Task statement
Pick up the piece below on the renovated Grand Café at Grand Hyatt Jakarta and continue it after its final sentence.

[Selected excerpt Boundary: Start]

The all-day dining restaurant, one of the most-frequent visited dining destinations at the hotel, was closed down for a full renovation earlier this year and reopened in its new guise in May 2018 to the delight of the hotel’s loyal customers.
The management was looking to create not only a homey and comfortable ambiance, but also to replicate the experience of visiting an Indonesian home. This required a unique design approach: envisioning the house of a well-travelled Indonesian man. “We imagined walking into his home – passing from one room to another, touching the ethnic cushions, admiring the art pieces he had collected throughout the archipelago or simply enjoying the comfort of his home,” says Denny Wasana, the F&B assistant director of Grand Hyatt Jakarta.
The new look of Grand Café was designed by renowned hospitality interior design consultant Hirsch Bedner Associates (HBA), which combined earthy and natural tones of wood, marble tiles, chinaware and a touch of Dutch colonial architecture. The restaurant’s dining space is divided into several dining sections that make you feel as if you’re walking into an Indonesian home. Each dining section is unique and different from one another and can be joined together to create a semi-private room.
Remaining true to the theme, the restaurant displays hues of colourful Indonesian traditional fabrics, a medley of bronze artworks, vases and wood carvings from different parts of the archipelago. The artworks in all the rooms were curated by Grahacipta Hadiprana, an Indonesian firm that is celebrated for their indigenous design.

[Selected excerpt Boundary: End]
[Information provided Boundary: Start]

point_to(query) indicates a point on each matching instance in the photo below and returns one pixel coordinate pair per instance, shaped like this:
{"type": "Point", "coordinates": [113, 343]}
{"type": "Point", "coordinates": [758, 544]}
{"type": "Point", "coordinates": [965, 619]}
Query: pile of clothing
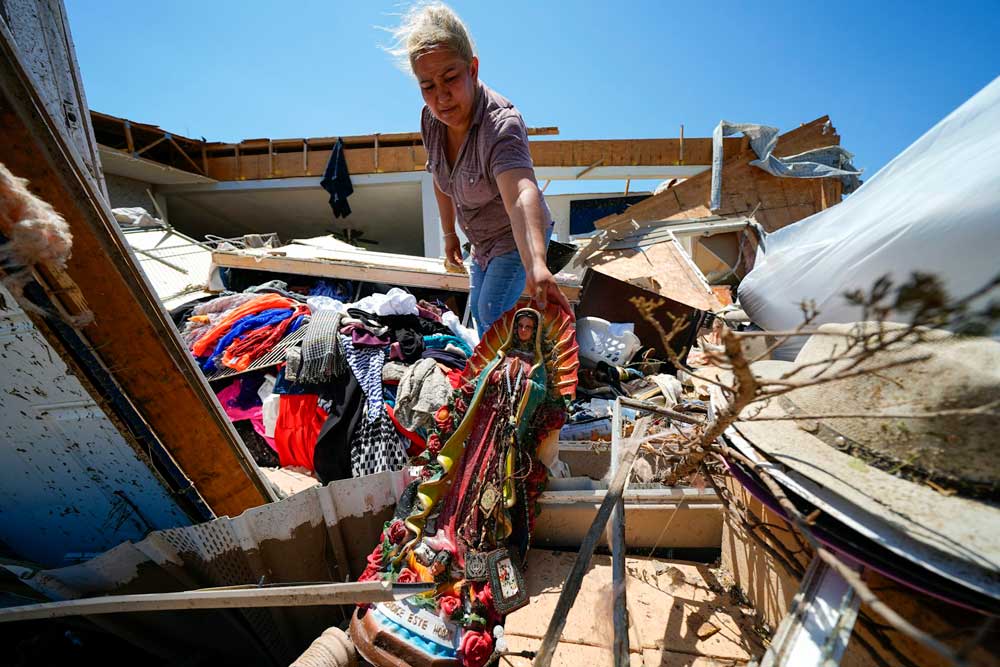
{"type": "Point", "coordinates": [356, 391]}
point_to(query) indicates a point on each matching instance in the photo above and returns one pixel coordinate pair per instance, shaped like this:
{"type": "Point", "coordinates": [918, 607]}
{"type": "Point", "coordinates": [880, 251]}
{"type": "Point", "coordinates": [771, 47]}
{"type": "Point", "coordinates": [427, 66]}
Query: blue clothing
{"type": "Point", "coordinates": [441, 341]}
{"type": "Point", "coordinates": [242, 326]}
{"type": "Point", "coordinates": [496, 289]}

[Information provided Boundary: End]
[Information provided Boundary: Start]

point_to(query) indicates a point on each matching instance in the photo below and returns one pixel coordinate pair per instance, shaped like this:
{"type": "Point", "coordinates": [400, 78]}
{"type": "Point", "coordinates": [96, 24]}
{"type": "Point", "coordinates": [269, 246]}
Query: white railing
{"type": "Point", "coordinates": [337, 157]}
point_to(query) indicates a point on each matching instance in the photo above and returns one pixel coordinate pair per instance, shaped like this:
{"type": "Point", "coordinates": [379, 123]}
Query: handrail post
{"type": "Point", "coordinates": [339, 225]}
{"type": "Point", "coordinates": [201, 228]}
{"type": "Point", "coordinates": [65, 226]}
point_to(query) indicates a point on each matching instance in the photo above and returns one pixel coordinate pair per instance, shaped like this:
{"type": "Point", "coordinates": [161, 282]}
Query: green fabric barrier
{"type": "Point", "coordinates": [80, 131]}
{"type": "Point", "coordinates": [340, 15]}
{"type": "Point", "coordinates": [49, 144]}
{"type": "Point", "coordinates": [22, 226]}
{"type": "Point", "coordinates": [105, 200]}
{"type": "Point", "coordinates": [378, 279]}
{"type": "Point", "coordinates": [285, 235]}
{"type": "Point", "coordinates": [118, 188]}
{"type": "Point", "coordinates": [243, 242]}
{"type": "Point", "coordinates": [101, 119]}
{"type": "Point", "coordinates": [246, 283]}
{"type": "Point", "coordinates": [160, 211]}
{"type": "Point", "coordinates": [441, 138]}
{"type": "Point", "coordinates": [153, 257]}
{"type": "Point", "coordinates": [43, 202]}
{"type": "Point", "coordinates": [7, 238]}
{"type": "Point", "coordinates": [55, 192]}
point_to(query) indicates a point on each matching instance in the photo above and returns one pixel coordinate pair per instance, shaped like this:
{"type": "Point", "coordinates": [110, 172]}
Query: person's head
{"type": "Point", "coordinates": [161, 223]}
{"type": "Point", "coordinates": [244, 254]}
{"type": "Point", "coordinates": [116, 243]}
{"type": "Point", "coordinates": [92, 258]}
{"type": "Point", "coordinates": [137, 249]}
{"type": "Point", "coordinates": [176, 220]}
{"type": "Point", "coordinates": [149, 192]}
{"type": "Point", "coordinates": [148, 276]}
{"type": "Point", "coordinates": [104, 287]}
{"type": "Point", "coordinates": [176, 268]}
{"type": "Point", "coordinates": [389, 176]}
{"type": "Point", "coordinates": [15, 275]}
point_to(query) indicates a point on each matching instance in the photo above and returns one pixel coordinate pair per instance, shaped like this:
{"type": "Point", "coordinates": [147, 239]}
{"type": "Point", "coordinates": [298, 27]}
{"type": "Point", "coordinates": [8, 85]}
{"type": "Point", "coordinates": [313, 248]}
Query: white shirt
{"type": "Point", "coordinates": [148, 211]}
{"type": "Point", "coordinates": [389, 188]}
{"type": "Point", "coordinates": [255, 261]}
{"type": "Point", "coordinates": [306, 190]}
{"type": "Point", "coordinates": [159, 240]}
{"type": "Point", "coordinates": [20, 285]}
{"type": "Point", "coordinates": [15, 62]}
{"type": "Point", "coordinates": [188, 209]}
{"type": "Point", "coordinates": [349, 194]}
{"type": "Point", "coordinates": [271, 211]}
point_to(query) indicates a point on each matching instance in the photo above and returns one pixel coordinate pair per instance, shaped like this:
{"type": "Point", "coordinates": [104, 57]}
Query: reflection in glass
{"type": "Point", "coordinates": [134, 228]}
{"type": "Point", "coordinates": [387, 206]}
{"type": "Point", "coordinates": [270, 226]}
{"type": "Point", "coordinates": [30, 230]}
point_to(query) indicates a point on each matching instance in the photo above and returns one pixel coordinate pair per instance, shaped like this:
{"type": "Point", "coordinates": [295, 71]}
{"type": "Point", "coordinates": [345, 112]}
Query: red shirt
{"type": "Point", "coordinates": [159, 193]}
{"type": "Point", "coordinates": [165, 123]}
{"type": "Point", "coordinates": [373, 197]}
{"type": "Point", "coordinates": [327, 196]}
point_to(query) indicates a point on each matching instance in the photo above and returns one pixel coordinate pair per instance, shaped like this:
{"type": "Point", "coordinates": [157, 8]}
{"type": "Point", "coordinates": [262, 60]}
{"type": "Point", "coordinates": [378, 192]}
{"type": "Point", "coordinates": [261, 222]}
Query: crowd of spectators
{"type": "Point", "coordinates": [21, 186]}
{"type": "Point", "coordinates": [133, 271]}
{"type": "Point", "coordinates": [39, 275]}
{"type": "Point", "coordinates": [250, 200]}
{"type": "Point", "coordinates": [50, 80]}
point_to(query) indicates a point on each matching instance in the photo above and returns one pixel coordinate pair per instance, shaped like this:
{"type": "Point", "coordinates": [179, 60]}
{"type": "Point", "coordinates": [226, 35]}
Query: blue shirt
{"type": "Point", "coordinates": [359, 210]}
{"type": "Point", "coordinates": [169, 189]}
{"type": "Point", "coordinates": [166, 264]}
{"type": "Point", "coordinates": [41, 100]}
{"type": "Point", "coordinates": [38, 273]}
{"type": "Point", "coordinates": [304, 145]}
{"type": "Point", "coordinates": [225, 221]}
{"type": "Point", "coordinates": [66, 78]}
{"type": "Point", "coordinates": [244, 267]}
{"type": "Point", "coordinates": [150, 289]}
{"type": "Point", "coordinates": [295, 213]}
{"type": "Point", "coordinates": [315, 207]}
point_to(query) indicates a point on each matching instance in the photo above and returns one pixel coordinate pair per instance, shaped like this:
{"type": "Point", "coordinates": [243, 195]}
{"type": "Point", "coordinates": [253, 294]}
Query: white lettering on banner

[Information provided Boundary: End]
[Information provided Boundary: Start]

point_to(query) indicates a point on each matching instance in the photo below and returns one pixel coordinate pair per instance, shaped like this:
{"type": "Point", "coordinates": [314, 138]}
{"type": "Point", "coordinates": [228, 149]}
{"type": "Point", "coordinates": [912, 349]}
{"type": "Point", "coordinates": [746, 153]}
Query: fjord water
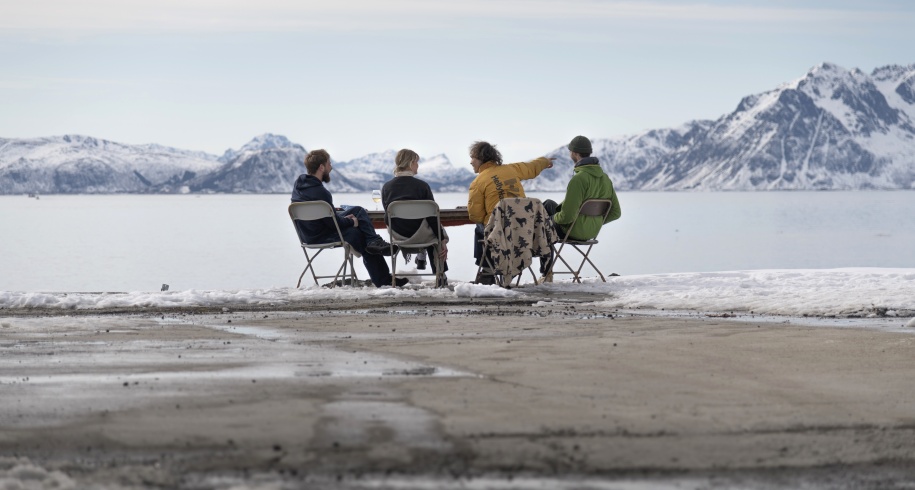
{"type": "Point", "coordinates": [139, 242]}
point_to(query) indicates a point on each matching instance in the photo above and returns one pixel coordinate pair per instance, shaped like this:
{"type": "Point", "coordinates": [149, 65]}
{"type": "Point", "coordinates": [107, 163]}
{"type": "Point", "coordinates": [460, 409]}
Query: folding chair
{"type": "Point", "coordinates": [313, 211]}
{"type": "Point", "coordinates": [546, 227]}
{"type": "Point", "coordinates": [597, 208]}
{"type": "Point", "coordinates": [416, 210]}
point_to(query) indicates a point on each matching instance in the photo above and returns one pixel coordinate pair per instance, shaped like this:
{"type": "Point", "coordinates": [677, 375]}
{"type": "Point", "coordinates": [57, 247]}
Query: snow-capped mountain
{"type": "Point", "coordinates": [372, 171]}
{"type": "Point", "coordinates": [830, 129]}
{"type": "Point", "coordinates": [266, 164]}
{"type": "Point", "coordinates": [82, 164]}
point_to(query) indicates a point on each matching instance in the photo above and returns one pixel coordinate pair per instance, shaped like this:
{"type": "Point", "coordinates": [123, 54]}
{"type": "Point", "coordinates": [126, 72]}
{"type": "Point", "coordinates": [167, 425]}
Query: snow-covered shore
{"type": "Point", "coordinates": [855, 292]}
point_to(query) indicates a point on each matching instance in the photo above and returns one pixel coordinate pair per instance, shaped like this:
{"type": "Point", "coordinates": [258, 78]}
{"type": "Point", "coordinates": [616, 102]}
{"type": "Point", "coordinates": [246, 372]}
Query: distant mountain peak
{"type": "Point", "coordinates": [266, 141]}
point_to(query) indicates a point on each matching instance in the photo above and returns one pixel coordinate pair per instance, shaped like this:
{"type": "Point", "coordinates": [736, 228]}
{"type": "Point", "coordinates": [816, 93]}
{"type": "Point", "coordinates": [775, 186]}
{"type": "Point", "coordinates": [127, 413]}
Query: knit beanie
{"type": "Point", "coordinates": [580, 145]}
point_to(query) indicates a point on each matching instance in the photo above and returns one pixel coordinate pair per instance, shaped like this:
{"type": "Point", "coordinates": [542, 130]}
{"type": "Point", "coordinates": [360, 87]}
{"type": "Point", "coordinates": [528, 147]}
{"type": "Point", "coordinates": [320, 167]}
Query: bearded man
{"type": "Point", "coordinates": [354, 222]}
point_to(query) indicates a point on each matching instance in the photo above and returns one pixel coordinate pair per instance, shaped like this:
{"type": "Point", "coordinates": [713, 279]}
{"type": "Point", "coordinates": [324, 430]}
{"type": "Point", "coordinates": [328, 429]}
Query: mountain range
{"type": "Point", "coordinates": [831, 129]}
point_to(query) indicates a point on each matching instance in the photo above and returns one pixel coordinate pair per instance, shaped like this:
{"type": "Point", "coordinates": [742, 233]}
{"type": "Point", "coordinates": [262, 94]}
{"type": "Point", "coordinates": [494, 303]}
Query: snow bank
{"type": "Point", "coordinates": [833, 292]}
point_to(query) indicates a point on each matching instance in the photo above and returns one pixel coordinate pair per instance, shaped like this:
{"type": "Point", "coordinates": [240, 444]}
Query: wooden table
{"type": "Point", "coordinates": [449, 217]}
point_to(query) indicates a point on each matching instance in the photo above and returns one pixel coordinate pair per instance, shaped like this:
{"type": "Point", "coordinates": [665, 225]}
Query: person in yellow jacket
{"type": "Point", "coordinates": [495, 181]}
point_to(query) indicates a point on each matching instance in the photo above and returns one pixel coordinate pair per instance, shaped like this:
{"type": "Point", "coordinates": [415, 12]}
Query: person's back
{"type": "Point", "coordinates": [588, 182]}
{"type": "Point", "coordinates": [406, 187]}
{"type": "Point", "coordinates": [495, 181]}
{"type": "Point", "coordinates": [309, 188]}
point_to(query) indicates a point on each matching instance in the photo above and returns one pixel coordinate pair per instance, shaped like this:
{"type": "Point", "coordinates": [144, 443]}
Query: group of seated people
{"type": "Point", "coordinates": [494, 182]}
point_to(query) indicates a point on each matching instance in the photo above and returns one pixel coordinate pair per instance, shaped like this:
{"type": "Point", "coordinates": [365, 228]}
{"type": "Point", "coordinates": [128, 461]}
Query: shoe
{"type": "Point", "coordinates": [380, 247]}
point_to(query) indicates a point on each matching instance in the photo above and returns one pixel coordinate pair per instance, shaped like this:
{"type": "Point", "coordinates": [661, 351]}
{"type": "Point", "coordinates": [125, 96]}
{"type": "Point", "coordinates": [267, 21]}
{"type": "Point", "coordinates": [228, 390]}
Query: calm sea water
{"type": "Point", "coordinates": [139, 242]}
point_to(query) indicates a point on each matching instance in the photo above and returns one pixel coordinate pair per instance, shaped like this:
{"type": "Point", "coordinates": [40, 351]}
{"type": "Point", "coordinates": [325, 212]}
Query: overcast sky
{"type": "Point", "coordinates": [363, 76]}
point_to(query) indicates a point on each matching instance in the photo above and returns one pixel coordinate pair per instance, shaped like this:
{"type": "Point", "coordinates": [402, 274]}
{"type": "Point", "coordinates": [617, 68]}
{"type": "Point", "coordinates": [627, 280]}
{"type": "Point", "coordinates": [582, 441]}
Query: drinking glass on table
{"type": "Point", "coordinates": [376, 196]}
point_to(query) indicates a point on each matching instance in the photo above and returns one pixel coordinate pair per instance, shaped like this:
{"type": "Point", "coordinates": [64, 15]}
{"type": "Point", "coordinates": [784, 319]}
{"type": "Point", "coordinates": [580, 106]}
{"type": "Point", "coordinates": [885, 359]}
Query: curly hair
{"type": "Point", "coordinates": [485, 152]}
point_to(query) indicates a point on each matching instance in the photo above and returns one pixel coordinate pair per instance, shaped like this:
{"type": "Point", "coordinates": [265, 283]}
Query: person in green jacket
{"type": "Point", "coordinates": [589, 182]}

[Information provided Boundary: End]

Answer area
Located at the entrance, the Veranda is the first dining section at Grand Café and is designed with an open feel that allows you to see the live cooking stations in the kitchen as well as having a view of the Grand Lobby. Next to the Veranda is the Parlour, where you will find a bar and a communal table that seats up to 20 people. As you walk further into the restaurant, there is the Dining Room for casual dining and the Lounge area, which has a warmer ambiance for families and couples. The Lounge’s statement piece is an arrangement of antique colonial plates that have been kept from the old Grand Café. For those seeking a more intimate space, there are two private dining rooms, each seating up to 10 guests alongside the Lounge and the Dining Room.
In the centre of the restaurant you will find one of the biggest dining areas, the Gallery, which can seat up to 28 guests. Adjacent to the Gallery, the Study Room is where most of the crafts, collections and souvenirs can be found. The furthest dining section from the entrance has one of the best views. The Balcony grants you an immediate view of the Welcome Monument roundabout and the bustling MH Thamrin street below. Due to the large windows, the Balcony is filled with natural light during the day and cosy lighting at night.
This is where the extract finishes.